§ Dataset entries
**********
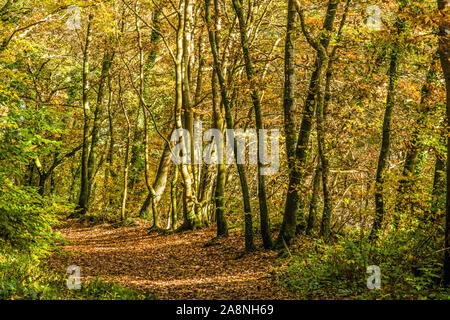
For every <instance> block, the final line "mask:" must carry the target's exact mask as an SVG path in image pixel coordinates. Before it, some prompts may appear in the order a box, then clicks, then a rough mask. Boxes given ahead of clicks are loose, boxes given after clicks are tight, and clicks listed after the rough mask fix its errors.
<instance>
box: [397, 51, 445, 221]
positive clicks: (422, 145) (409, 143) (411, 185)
mask: <svg viewBox="0 0 450 320" xmlns="http://www.w3.org/2000/svg"><path fill="white" fill-rule="evenodd" d="M436 58H437V56H435V57H434V58H433V61H432V64H431V66H430V67H429V68H428V71H427V74H426V78H425V83H424V84H423V86H422V90H421V97H420V103H419V112H420V113H419V117H418V118H417V120H416V122H415V125H414V129H413V133H412V135H411V140H410V141H409V143H408V146H407V152H406V157H405V164H404V166H403V171H402V176H401V178H400V180H399V186H398V190H397V199H396V204H395V212H394V227H395V228H397V227H398V223H399V219H400V217H401V216H402V214H404V213H405V209H406V206H407V205H408V203H409V197H410V193H411V191H412V190H411V188H412V183H413V180H412V179H413V176H414V174H415V171H416V164H417V160H418V158H419V153H420V152H421V150H422V148H423V144H422V142H421V139H420V132H421V130H422V126H423V124H424V122H425V121H426V119H427V117H428V114H429V112H430V108H429V107H428V106H427V105H426V99H427V98H428V96H429V95H430V86H431V82H432V81H433V79H434V77H435V74H436V71H435V68H434V67H435V66H434V64H435V62H436Z"/></svg>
**********
§ PROBLEM REQUIREMENTS
The copy you give must repeat each record character for character, but it must not include the pictures.

§ YOUR RESPONSE
For every <instance> block, the final line "mask:" must carry the target's exact mask as an SVG path in image pixel coordinates. Before it, some prompts may appear in the order a box, then clicks, then a rough mask. Boxes given ahead of clicks are loose, boxes given after clicks are tight, and clicks listed after the rough mask fix its errors.
<instance>
box: [397, 51, 445, 221]
positive clicks: (422, 145) (409, 143) (411, 185)
mask: <svg viewBox="0 0 450 320" xmlns="http://www.w3.org/2000/svg"><path fill="white" fill-rule="evenodd" d="M436 58H437V56H435V57H434V58H433V61H432V64H431V66H430V67H429V68H428V71H427V74H426V78H425V83H424V84H423V86H422V90H421V97H420V103H419V112H420V113H419V117H418V118H417V120H416V122H415V125H414V129H413V133H412V135H411V140H410V141H409V143H408V146H407V152H406V157H405V164H404V166H403V171H402V176H401V178H400V180H399V186H398V190H397V199H396V204H395V212H394V227H395V228H397V227H398V223H399V219H400V217H401V216H402V214H404V213H405V209H406V206H407V205H408V203H409V197H410V193H411V191H412V190H411V188H412V183H413V180H412V179H413V176H414V174H415V171H416V164H417V160H418V158H419V153H420V152H421V150H422V148H423V144H422V142H421V139H420V132H421V130H422V126H423V124H424V122H425V121H426V119H427V117H428V114H429V112H430V108H429V107H428V106H427V105H426V99H427V98H428V96H429V95H430V86H431V82H432V81H433V79H434V77H435V74H436V71H435V68H434V67H435V66H434V64H435V62H436Z"/></svg>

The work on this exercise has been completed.